- Instruction -
Turn every line of the records below into an item of a numbered list, leaving out any blank lines.

- Data provided -
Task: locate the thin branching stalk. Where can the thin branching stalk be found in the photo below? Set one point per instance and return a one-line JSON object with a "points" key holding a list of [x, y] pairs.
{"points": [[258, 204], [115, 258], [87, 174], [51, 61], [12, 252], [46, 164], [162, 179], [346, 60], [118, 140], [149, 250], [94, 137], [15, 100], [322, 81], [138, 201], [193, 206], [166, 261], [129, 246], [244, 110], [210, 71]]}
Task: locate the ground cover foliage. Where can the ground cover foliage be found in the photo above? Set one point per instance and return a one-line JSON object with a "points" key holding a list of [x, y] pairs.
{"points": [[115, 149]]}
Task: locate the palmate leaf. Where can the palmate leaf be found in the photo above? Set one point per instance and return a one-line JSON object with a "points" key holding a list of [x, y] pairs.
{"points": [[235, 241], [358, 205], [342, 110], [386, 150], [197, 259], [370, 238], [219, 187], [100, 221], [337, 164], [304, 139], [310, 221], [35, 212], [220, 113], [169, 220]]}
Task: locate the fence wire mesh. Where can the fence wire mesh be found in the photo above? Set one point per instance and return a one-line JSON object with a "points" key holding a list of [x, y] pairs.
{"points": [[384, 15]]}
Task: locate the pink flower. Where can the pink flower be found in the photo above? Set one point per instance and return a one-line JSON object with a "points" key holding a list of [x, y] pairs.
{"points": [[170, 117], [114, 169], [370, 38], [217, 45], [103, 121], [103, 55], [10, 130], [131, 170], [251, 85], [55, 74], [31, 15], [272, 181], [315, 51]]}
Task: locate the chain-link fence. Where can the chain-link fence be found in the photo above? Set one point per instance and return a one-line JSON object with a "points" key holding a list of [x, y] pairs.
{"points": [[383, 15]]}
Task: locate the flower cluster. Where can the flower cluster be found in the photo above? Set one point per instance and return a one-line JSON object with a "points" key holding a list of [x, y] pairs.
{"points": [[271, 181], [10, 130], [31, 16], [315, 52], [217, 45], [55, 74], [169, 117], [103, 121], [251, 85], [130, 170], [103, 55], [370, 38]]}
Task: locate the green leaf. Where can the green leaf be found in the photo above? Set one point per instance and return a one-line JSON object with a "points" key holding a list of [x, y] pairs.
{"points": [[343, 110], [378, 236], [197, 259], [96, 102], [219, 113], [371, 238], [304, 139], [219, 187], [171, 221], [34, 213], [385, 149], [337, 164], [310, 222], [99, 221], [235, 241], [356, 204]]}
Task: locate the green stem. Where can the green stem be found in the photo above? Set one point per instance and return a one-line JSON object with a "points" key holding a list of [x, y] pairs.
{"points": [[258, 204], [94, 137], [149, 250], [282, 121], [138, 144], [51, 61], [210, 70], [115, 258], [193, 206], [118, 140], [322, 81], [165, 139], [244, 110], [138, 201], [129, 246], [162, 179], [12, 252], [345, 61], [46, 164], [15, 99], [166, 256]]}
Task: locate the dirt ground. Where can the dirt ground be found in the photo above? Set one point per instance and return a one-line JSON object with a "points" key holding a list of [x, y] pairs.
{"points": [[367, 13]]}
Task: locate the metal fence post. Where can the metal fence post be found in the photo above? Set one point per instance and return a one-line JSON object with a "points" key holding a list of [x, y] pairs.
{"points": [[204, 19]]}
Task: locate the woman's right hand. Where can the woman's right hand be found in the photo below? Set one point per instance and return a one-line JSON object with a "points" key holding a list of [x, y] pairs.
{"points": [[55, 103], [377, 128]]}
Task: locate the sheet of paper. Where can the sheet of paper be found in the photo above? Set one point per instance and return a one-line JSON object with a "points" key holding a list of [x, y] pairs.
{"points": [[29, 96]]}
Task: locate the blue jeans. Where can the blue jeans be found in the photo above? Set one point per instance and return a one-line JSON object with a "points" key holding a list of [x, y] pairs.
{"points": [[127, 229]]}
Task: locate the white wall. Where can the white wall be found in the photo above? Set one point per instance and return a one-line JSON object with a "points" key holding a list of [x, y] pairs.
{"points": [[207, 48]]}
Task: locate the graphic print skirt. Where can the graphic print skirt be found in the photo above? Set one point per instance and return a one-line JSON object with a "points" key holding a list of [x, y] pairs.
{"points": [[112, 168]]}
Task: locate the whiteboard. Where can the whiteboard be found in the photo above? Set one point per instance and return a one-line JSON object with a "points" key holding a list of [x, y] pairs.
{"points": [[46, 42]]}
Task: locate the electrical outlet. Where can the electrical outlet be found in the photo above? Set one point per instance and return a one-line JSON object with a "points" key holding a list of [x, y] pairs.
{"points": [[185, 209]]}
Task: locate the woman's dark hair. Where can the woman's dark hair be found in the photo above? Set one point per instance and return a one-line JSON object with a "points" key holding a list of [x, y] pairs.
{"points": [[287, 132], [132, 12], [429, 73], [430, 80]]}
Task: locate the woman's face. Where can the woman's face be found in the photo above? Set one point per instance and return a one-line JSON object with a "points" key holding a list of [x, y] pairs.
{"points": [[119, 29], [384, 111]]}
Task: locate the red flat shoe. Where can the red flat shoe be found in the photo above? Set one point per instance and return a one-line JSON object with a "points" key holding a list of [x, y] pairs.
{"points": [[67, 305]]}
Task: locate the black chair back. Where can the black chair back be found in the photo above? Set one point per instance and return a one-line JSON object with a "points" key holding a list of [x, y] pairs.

- Exercise response -
1. Task: locate the thin branching stalk. Where can the thin branching stalk be found in the photo below? Set one point per instance and return a one-line JSON object with a "points" key holding a list of [x, y] pairs.
2. {"points": [[258, 204], [115, 258], [87, 174], [51, 61], [12, 252], [46, 164], [162, 179], [346, 60], [118, 140], [149, 250], [94, 137], [15, 100], [322, 81], [138, 201], [193, 206], [166, 261], [129, 246], [244, 110], [210, 71]]}
3. Task: locate the ground cover foliage. Where can the ground cover foliage be found in the photo above? Set one point per instance and return a one-line JSON object with a "points" key holding a list of [x, y] pairs.
4. {"points": [[115, 149]]}
5. Task: locate the palmate leaf. Where can the palmate leaf be found in the photo above? Set one point per instance and return a one-line JSON object with a "points" key holding a list of [x, y] pairs.
6. {"points": [[235, 241], [358, 205], [342, 110], [386, 150], [197, 259], [370, 238], [219, 187], [100, 221], [337, 164], [304, 139], [310, 221], [35, 212], [220, 113], [169, 220]]}
7. Task: locate the fence wire mesh. Where can the fence wire mesh be found in the photo above? Set one point per instance and return a one-line JSON object with a "points" key holding a list of [x, y] pairs.
8. {"points": [[384, 15]]}
9. Task: locate the pink flower. Where can the pink flower be found in the photo above? Set one point per instance and return a one-line JSON object with a "points" key holding a list of [x, y] pairs.
10. {"points": [[170, 117], [114, 169], [370, 38], [217, 45], [103, 121], [103, 55], [10, 130], [131, 170], [251, 85], [55, 74], [31, 15], [272, 181], [315, 51]]}
11. Task: locate the chain-link fence. Where can the chain-link fence be found in the photo above? Set one point per instance and return a one-line JSON object with a "points" key holding a list of [x, y] pairs.
12. {"points": [[383, 15]]}
13. Task: locate the flower cluster. Where can the flower cluster be found in the photo above? Set one point per instance and return a one-line JSON object with a "points" key holding a list of [x, y] pairs.
14. {"points": [[271, 181], [10, 130], [31, 16], [315, 52], [217, 45], [55, 74], [169, 117], [103, 121], [251, 85], [130, 170], [103, 55], [370, 38]]}
15. Task: locate the green leaf. Where can the green leaf be found in the photo above? Set one point per instance and return a one-line JSON object with a "points" key holding a list of [x, y] pairs.
16. {"points": [[343, 110], [378, 236], [197, 259], [96, 102], [219, 113], [371, 238], [304, 139], [219, 187], [171, 221], [34, 213], [385, 149], [337, 164], [310, 222], [99, 221], [235, 241], [356, 204]]}
17. Task: locate the green stem. Where can the green stem be found in the photo above? Set one point per instance and return a one-line JSON object with a "points" key holding a list of [x, y] pairs.
18. {"points": [[258, 204], [94, 137], [149, 250], [282, 121], [138, 144], [51, 61], [210, 70], [115, 258], [193, 206], [118, 140], [322, 81], [165, 139], [244, 110], [138, 201], [129, 246], [162, 179], [12, 252], [345, 61], [46, 164], [15, 99], [166, 256]]}
19. Task: locate the dirt ground. Where can the dirt ground be found in the photo above? Set one point per instance and return a one-line JSON object with a "points" key holding a list of [x, y] pairs.
20. {"points": [[367, 13]]}
21. Task: locate the metal fence post. Where can the metal fence post be found in the photo above? Set one point per instance and return a one-line JSON object with a "points" key holding a list of [x, y] pairs.
22. {"points": [[204, 19]]}
23. Task: locate the woman's right hand. Where can the woman's right hand be found in the photo below? Set one point per instance and return a one-line JSON object with a "points" key holding a list of [x, y] pairs.
24. {"points": [[55, 103], [377, 128]]}
25. Task: locate the sheet of paper. Where can the sheet of paper be found in the photo above? Set one point per instance and return a one-line JSON object with a "points" key holding a list of [x, y] pairs.
26. {"points": [[29, 96]]}
27. Task: locate the blue jeans. Where can the blue jeans be found in the photo above? Set one point per instance and return a one-line JSON object with a "points" key holding a list of [x, y] pairs.
28. {"points": [[127, 229]]}
29. Task: locate the white wall. Where can the white wall be found in the photo above? Set one point per instance and return a one-line JSON object with a "points" key holding a list of [x, y] pairs.
30. {"points": [[207, 48]]}
31. Task: locate the graphic print skirt. Where can the graphic print skirt be found in the photo above? Set one point per instance and return a one-line JSON object with a "points" key holding a list of [x, y] pairs.
32. {"points": [[112, 168]]}
33. Task: locate the whiteboard. Where can the whiteboard be found in the photo above? Set one point per instance and return a one-line JSON object with a "points" key holding a list of [x, y] pairs.
34. {"points": [[46, 42]]}
35. Task: locate the electrical outlet. Where can the electrical outlet be found in the photo above? Set one point per instance and return a one-line JSON object with a "points" key holding a list of [x, y] pairs.
36. {"points": [[185, 209]]}
37. Task: locate the woman's dark hair. Where can the woman's dark hair be found in the photo above? Set one point per instance and return a one-line JSON object with a "points" key holding a list of [x, y] pairs.
38. {"points": [[287, 132], [132, 12], [429, 73], [430, 80]]}
39. Task: locate the woman's face. Where can the woman's face be found in the photo above? Set one point per instance and return a one-line JSON object with a "points" key holding a list of [x, y] pairs.
40. {"points": [[119, 29], [384, 111]]}
41. Task: locate the red flat shoe. Where can the red flat shoe be found in the photo above? Set one point per instance and return a one-line JSON object with a "points" key holding a list of [x, y] pairs.
42. {"points": [[67, 305]]}
43. Task: locate the black chair back. Where can the black chair back be found in the photo above? Set one point per instance and return a one-line JSON object with a "points" key holding a list of [x, y] pairs.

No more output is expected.